● **Dataset records**:
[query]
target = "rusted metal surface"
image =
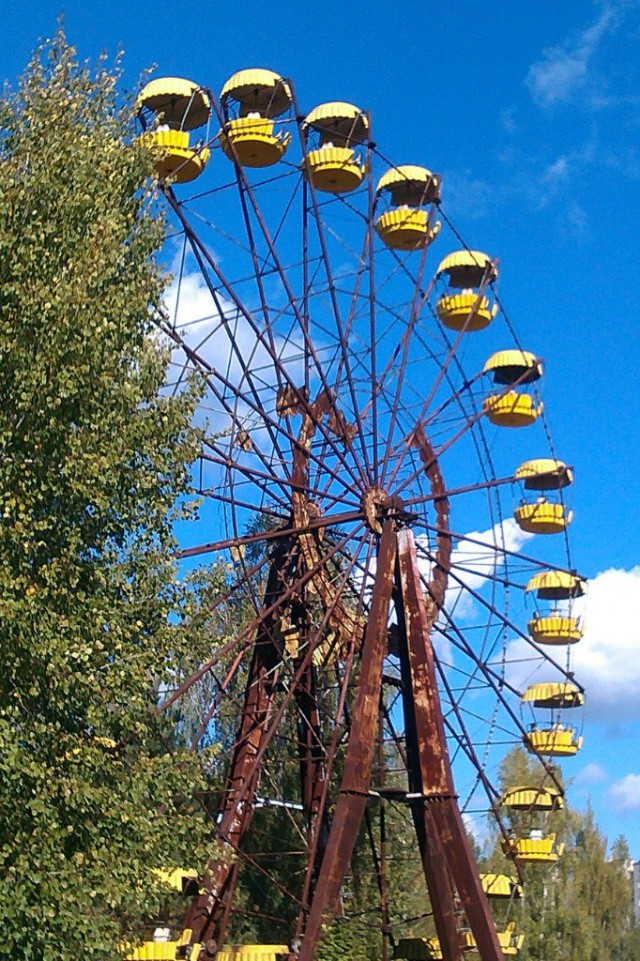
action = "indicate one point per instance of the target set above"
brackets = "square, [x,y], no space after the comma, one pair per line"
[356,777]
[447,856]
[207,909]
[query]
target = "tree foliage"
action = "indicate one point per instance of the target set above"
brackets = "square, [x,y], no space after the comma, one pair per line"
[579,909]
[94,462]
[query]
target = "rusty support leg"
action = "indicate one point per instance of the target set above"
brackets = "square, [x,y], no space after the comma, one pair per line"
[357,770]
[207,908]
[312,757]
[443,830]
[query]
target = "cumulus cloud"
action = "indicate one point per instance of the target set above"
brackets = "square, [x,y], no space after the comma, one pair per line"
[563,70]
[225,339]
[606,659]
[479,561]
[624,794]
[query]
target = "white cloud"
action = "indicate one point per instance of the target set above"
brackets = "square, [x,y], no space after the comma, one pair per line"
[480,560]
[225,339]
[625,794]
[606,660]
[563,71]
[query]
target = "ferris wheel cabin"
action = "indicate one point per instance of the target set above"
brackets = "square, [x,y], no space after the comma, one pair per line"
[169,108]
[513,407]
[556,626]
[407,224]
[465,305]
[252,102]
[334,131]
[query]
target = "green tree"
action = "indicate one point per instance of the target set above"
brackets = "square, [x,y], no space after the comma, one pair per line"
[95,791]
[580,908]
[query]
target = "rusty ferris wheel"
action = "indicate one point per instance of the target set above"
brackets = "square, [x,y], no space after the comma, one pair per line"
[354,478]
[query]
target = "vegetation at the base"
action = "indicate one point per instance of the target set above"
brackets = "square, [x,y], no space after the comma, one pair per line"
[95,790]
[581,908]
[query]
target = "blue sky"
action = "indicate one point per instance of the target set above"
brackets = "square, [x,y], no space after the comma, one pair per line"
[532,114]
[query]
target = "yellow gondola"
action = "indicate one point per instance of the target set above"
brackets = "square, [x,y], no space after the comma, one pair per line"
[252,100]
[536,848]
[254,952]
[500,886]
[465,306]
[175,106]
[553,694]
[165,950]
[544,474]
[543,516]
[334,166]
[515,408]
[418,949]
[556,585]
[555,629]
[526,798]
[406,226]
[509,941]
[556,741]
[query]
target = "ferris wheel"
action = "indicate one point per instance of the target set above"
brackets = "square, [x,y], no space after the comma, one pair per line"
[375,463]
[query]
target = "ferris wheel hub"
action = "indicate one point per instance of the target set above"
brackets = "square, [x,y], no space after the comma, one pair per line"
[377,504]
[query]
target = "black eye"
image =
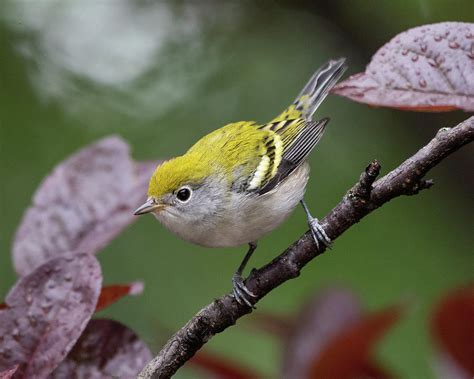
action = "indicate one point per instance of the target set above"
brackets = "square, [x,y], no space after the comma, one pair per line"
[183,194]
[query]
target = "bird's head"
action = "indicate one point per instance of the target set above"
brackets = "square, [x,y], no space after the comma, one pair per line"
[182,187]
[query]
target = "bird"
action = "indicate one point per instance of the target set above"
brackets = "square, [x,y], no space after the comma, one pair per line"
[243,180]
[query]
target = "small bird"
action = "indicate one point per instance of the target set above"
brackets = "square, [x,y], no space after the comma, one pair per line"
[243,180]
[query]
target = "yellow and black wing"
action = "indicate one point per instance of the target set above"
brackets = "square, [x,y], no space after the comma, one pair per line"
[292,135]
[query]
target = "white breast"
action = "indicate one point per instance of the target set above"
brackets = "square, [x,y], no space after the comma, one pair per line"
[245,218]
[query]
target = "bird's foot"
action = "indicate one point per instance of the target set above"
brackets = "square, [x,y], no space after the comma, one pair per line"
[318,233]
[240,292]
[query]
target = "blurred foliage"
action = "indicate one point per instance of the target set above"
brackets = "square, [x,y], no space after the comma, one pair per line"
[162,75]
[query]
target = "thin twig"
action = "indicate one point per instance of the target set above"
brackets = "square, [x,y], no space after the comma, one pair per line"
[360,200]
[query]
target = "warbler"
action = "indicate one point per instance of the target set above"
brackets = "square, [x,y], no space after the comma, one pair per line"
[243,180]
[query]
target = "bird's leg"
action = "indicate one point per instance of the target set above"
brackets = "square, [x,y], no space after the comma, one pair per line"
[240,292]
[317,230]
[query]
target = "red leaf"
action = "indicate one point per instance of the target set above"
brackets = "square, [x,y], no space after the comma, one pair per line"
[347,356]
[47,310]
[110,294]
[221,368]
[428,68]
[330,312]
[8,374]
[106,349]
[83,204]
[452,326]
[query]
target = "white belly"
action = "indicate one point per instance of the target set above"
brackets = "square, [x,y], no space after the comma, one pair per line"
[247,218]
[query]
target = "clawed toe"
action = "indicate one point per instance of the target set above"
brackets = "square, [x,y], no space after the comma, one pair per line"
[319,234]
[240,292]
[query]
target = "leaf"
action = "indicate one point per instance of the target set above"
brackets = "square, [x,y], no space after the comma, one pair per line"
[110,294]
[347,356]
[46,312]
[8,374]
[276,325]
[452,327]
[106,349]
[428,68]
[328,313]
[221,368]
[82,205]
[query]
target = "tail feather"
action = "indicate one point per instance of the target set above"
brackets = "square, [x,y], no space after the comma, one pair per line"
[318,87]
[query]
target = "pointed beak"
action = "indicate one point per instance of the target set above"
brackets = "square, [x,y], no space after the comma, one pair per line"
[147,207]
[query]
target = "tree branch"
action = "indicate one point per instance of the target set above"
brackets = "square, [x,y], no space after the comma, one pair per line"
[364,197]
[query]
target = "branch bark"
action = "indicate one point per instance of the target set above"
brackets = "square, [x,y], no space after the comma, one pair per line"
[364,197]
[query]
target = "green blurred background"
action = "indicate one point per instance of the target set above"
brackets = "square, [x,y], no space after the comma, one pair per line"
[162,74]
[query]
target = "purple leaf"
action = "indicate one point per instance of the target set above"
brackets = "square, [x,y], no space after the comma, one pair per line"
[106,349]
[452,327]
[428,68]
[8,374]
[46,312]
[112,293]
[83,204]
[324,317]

==

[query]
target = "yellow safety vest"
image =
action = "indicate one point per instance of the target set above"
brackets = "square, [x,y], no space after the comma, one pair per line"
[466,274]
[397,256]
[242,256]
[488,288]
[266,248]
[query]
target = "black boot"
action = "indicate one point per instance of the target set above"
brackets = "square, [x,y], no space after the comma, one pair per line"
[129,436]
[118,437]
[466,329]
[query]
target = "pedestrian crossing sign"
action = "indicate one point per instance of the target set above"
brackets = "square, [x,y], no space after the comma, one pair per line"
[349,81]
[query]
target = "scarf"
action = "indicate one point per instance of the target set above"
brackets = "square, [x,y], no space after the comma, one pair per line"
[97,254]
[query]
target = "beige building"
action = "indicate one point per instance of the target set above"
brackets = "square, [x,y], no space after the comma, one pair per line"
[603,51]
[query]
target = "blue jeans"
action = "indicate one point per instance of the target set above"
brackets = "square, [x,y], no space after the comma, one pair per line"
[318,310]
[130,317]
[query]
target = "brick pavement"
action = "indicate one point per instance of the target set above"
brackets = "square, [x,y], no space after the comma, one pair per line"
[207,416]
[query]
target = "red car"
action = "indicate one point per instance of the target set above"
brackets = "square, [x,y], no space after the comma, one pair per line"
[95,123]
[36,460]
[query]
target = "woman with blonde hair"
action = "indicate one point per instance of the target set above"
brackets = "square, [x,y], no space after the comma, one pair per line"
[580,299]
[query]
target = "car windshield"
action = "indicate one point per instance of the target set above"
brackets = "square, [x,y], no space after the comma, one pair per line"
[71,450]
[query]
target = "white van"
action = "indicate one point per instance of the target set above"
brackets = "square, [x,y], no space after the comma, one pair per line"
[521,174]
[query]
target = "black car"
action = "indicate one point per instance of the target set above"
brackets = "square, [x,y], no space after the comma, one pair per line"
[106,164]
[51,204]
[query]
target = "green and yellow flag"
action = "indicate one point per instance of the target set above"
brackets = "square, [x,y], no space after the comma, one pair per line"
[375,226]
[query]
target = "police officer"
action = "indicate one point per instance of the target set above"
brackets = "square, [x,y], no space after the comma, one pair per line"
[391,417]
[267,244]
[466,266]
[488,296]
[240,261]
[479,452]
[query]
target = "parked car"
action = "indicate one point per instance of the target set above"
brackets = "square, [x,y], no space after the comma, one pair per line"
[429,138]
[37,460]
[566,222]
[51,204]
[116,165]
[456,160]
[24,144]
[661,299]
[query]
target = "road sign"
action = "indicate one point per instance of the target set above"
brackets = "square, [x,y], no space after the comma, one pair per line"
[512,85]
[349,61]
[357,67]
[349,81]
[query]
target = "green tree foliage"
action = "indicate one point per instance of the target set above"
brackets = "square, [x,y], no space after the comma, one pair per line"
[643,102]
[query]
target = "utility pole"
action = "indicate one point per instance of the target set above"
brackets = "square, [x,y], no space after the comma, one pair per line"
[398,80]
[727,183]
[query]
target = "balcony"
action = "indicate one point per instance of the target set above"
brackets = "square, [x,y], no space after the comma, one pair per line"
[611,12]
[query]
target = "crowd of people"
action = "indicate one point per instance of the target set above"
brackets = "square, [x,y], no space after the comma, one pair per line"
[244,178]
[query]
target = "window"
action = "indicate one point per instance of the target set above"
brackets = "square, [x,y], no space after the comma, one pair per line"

==

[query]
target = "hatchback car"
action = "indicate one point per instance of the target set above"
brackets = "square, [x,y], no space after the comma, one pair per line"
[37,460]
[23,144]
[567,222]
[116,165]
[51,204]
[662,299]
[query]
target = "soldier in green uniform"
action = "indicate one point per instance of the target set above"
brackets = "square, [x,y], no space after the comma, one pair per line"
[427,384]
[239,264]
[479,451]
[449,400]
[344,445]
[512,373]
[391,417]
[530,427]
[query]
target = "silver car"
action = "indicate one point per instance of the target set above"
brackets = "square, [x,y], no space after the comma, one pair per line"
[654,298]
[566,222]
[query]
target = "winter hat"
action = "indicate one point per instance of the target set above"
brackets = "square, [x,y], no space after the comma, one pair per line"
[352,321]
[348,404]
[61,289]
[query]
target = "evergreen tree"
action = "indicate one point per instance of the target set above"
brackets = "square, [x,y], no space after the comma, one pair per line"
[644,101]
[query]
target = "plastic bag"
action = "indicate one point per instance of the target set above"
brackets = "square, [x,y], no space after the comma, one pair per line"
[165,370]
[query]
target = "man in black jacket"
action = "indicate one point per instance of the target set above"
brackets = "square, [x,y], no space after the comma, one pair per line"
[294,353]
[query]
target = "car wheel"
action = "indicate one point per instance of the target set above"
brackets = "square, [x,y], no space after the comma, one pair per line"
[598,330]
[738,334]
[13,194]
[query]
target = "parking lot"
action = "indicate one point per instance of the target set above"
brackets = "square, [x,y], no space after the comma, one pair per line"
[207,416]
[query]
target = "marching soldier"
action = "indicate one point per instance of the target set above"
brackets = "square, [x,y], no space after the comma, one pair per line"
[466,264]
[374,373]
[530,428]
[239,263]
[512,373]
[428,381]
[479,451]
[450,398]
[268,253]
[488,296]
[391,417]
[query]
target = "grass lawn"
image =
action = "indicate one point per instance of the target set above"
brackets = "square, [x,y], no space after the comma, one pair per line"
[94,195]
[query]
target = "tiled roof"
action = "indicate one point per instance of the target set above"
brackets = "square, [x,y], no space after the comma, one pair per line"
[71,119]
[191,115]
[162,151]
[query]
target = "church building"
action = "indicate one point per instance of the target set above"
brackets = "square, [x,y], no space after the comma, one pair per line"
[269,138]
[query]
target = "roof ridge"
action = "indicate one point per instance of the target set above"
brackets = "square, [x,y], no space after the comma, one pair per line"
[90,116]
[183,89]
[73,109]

● **Aim of the exercise**: Count the lines in the data above that contain the string "soldier", and reply with only that number.

● **Finished answer**: 2